> **YOUR OBJECTIVE**: Extract every entry word for word.

> **DATA SHOWN**:
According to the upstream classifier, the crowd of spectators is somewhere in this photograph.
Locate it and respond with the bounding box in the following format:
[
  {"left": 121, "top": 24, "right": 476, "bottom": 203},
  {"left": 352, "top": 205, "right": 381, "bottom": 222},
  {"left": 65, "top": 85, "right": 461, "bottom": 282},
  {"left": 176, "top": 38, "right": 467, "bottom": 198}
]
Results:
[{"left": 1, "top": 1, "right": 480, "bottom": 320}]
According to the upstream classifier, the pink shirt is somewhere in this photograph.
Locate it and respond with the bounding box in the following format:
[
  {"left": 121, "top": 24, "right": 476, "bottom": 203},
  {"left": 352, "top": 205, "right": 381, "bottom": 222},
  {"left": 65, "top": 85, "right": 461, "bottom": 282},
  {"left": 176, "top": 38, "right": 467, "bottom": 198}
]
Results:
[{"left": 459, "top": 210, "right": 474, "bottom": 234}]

> **TASK SOLUTION**:
According to the upstream classifier, the crowd of spectators is somewhere in this photograph.
Locate it and respond with the bounding box in the following format:
[
  {"left": 121, "top": 24, "right": 476, "bottom": 203},
  {"left": 352, "top": 205, "right": 381, "bottom": 222},
  {"left": 65, "top": 85, "right": 461, "bottom": 282},
  {"left": 176, "top": 38, "right": 467, "bottom": 198}
]
Results:
[{"left": 1, "top": 1, "right": 480, "bottom": 320}]
According to the upstream classifier, the pink shirt is somewhere in this photograph.
Locate it and respond with the bounding box in the following format:
[
  {"left": 121, "top": 24, "right": 476, "bottom": 203},
  {"left": 352, "top": 205, "right": 381, "bottom": 222},
  {"left": 65, "top": 85, "right": 461, "bottom": 282},
  {"left": 176, "top": 38, "right": 467, "bottom": 198}
]
Results:
[{"left": 459, "top": 210, "right": 474, "bottom": 234}]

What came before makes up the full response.